Segment Start: QUOTED PASSAGE
28 Fear Despair

Fear is a state of the doer due to its ignorance and to wrong acts done. Fear is the feeling of impending disaster.

This ignorance relates to the uncertainty of time and place when the misfortune will come and what the thing that is to come will be.

By fear is not meant the anxiety of going to a surgeon or of walking across a high trestle or of losing a sum of money, but is a state of constant dread, during certain periods, of some unknown disaster. It is a vague, harrowing oppression, a shrinking and drawing back, a feeling as of guilt though there is apparently nothing of which one is guilty. Sometimes the dread is definite, as of imprisonment, becoming a pauper, blindness.

These feelings are psychic results of exteriorizations of past thoughts; namely, a feeling of the unbalanced remnants which must be balanced at the conjunction of time, condition and place.

The unbalanced thoughts cycle in the mental atmosphere and at times affect the psychic atmosphere outside of the body. The human may feel the thoughts cycling in a general way and when there is a coincidence of cycles which will allow a manifestation, the feeling becomes more pronounced and special and is
experienced as fear, which itself may be the means of drawing on the disaster.

This feeling is retribution for sins committed, and offers in every case an opportunity to balance some of the exteriorizations and to atone for the sins. If the
doer shrinks from the apprehended disaster, wants to run away and refuses to meet it, it may escape for a time.
It cannot escape forever because the sins go with it, as they are a part of it.
Segment End: QUOTED PASSAGE
## TASK 1
Rewrite the passage on fear between "By fear is not" and "condition and place.", inclusive, putting "terror" in place of "dread".
## TASK 2
In the passage on fear, what is fear described as the feeling of?
Work only from the passage on fear.
Segment Start: DATASET EXTRACT
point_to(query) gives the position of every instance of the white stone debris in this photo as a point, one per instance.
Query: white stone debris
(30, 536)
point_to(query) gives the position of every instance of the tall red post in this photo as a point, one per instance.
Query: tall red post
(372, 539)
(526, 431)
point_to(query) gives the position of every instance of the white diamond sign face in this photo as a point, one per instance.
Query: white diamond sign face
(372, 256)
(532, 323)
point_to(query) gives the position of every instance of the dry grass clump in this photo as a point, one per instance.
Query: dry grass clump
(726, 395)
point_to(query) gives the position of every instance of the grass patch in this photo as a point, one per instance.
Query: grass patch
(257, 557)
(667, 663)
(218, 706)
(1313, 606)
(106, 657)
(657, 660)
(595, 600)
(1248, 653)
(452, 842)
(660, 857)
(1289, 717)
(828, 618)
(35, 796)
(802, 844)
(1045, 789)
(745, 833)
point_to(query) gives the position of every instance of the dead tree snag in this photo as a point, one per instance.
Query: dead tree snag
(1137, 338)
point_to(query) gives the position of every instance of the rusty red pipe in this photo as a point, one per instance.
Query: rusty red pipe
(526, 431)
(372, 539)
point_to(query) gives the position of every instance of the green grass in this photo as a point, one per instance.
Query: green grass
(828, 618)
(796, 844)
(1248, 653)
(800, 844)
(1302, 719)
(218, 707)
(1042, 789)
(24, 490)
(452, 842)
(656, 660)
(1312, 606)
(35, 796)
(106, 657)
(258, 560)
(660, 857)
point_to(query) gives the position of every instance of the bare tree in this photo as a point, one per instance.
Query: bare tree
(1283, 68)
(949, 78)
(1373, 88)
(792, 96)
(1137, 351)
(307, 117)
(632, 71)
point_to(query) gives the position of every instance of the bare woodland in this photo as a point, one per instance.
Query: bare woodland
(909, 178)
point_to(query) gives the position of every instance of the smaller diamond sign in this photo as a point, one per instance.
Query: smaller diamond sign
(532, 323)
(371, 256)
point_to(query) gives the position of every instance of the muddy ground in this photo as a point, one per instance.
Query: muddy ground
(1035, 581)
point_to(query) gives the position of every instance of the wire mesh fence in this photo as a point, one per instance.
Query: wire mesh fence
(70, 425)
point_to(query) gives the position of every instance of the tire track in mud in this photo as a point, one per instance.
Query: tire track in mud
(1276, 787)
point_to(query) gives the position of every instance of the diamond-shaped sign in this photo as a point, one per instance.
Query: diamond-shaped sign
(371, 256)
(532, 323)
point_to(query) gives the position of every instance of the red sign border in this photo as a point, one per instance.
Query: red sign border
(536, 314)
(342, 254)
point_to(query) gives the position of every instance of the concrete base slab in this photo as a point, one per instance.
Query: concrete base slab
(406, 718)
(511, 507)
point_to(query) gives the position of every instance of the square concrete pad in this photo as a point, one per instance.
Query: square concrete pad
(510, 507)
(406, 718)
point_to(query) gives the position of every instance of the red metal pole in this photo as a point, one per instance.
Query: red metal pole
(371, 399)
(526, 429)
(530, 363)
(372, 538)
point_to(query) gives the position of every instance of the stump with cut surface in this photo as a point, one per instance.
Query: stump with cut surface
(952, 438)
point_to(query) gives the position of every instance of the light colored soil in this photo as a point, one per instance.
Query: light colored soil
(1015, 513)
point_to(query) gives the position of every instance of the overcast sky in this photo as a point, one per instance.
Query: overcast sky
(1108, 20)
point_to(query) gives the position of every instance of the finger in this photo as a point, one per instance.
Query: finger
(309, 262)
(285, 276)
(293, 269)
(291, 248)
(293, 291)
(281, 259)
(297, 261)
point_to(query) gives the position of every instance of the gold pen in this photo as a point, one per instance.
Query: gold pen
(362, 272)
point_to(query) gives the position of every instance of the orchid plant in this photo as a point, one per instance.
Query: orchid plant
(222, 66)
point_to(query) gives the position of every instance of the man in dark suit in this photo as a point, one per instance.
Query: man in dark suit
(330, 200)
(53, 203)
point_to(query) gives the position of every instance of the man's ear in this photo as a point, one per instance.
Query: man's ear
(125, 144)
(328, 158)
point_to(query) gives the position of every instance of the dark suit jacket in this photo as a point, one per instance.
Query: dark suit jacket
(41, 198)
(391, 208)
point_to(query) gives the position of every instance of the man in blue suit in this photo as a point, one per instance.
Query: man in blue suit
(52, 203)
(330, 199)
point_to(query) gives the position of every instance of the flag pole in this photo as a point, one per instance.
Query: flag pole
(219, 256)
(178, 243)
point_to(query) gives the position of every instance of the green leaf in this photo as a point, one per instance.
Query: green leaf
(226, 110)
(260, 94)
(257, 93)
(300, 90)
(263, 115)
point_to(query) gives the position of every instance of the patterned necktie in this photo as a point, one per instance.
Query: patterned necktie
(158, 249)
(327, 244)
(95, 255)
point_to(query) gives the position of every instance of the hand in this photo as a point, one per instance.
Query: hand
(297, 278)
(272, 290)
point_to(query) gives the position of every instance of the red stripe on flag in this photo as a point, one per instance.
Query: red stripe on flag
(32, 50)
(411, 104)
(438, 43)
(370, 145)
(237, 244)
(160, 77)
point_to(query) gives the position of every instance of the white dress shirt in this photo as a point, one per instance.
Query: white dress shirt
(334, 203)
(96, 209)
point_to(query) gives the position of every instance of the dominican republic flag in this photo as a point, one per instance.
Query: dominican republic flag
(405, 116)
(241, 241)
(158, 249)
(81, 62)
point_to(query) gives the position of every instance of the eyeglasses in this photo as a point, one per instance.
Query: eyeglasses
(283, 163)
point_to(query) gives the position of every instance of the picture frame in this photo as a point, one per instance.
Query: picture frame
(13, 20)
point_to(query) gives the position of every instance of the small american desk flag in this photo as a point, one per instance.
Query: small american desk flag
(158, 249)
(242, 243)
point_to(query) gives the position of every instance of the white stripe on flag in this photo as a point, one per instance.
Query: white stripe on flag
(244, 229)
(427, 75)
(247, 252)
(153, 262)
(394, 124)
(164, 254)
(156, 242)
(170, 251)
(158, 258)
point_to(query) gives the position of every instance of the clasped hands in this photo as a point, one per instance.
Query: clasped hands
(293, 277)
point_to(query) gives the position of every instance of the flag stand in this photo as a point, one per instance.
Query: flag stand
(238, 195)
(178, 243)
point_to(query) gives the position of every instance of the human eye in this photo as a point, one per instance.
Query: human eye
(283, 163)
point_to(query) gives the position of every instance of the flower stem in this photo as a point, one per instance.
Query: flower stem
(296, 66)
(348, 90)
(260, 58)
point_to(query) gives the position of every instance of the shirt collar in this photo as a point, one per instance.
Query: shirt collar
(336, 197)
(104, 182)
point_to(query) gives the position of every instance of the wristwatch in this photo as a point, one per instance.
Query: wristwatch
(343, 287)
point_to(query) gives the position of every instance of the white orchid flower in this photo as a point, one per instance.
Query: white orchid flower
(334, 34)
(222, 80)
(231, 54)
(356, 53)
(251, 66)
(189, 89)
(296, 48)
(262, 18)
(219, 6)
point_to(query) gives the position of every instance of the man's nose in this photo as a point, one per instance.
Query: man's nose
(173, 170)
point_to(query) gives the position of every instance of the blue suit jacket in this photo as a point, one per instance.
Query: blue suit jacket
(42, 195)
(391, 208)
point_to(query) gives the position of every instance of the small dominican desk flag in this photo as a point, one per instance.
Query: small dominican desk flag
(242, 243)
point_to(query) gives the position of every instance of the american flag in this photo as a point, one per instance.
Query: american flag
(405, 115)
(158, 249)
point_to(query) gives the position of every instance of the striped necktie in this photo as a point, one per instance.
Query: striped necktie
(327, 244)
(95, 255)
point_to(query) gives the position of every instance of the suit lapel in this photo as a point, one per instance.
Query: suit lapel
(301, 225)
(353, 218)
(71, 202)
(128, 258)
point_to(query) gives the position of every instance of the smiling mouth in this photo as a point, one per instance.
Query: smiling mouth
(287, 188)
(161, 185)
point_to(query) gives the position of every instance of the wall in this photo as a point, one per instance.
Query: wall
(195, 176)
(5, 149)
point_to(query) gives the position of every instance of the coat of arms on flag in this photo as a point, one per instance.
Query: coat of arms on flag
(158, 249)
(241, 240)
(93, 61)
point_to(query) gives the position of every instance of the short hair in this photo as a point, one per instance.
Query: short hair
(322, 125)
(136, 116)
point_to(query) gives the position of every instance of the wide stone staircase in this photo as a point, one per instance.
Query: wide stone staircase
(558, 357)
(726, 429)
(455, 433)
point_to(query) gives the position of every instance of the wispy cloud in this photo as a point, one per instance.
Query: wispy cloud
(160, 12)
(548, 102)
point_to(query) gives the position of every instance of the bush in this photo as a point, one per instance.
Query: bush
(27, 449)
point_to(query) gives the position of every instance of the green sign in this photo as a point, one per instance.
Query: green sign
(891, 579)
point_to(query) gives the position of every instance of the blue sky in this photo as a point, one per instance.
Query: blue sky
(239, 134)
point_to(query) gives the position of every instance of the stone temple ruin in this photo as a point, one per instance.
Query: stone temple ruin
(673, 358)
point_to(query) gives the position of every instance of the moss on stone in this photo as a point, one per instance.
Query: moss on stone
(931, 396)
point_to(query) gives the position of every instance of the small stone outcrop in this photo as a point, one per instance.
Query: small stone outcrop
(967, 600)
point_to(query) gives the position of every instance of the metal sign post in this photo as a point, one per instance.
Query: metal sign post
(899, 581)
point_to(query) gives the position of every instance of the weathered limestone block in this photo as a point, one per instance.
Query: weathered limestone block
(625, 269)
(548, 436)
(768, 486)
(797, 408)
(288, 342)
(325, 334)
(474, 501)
Segment End: DATASET EXTRACT
## EXERCISE RESPONSE 1
By fear is not meant the anxiety of going to a surgeon or of walking across a high trestle or of losing a sum of money, but is a state of constant terror, during certain periods, of some unknown disaster. It is a vague, harrowing oppression, a shrinking and drawing back, a feeling as of guilt though there is apparently nothing of which one is guilty. Sometimes the terror is definite, as of imprisonment, becoming a pauper, blindness.

These feelings are psychic results of exteriorizations of past thoughts; namely, a feeling of the unbalanced remnants which must be balanced at the conjunction of time, condition and place.

## EXERCISE RESPONSE 2
Impending disaster.